A Picnic
Sometimes I wish parenting were this easy. Plug into your child’s interests and run with them. Set up a few mini-figs, make a few lego creations and pretend you’re having a picnic with Stormtroopers after an eventful journey through space.
I can do this. This has never been a problem for me. Many times, our house is like an episode from Toopy and Binoo where we are all pretending our way through a day. Dickson is Donatello, I’m Leonardo, Eliza is Raphael and Franklin is always Michelangelo. Bedtime is run like a scene from the Teenage Mutant Ninja Turtles. Things get done, but it’s fun.
Other times, this is not the case. Other times… many times, I feel like a crappy Mom. I say things that make sense in my head but once they’re said out loud, it is crazy. Things that make Dickson and I laugh later in the evening but which stick with me and remind me that I’m not doing this parenting thing all that well.
For instance?

________________________________________

- _STATED EXERCISE A_: Scale the listing, starting with the line that contains "phrase -- stone pedestal" and going on through the end of the listing. Reproduce those lines in full, requests included, with each coordinate multiplied by 0.7 and rounded to a whole number, halves rounding up.
The parenting post and the listing after it come from separate, unrelated sources.

________________________________________

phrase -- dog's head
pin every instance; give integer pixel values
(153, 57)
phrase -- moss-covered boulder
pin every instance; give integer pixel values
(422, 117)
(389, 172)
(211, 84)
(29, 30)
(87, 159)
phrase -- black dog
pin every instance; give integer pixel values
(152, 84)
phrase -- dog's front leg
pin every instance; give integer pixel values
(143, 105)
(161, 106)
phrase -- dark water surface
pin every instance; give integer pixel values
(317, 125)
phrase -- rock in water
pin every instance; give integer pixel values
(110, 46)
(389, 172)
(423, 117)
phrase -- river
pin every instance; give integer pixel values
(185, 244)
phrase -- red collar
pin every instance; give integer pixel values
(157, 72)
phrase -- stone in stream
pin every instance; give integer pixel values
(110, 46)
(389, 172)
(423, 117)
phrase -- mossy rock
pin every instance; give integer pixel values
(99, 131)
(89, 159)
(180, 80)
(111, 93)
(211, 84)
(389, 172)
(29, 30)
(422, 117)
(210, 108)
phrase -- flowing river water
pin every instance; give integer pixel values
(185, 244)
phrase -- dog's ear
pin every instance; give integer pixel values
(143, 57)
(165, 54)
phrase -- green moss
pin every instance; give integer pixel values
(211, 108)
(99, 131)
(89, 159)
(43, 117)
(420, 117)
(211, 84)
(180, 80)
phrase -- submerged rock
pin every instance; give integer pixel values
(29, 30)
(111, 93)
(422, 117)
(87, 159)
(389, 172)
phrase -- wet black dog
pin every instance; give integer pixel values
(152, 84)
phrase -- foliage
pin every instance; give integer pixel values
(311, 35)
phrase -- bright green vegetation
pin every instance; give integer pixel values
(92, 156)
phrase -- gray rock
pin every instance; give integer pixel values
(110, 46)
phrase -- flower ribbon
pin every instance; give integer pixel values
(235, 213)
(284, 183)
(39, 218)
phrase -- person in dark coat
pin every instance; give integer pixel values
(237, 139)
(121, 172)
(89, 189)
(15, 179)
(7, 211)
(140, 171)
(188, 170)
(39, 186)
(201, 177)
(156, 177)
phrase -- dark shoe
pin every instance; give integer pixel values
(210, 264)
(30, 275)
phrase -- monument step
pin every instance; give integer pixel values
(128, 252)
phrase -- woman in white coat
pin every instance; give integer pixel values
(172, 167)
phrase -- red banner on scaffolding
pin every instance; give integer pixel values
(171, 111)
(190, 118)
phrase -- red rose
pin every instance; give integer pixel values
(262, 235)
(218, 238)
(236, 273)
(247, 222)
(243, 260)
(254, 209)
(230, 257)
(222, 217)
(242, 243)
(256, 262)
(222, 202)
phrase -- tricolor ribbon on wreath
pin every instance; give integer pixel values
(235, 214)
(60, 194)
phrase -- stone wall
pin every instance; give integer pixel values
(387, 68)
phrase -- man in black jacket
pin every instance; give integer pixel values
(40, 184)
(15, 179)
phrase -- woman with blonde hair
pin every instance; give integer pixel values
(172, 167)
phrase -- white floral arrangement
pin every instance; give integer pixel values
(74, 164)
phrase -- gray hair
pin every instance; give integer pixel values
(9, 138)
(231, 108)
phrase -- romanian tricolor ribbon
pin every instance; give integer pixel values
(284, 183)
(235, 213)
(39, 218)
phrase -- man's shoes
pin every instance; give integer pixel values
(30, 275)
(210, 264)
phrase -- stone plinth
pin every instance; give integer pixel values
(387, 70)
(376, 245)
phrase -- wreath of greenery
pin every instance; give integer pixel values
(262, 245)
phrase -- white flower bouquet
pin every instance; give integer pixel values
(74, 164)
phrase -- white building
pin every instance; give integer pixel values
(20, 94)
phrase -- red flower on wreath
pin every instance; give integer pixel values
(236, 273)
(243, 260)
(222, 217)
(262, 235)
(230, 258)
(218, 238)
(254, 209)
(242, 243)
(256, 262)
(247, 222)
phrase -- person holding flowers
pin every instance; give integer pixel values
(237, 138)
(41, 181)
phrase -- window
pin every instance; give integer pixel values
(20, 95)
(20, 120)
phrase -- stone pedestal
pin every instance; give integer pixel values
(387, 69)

________________________________________

- _STATED EXERCISE B_: Which Ninja Turtle names come up in the parenting post?

- _CORRECT RESULT A_:
phrase -- stone pedestal
pin every instance; give integer pixel values
(271, 48)

- _CORRECT RESULT B_: Donatello, Leonardo, Raphael, Michelangelo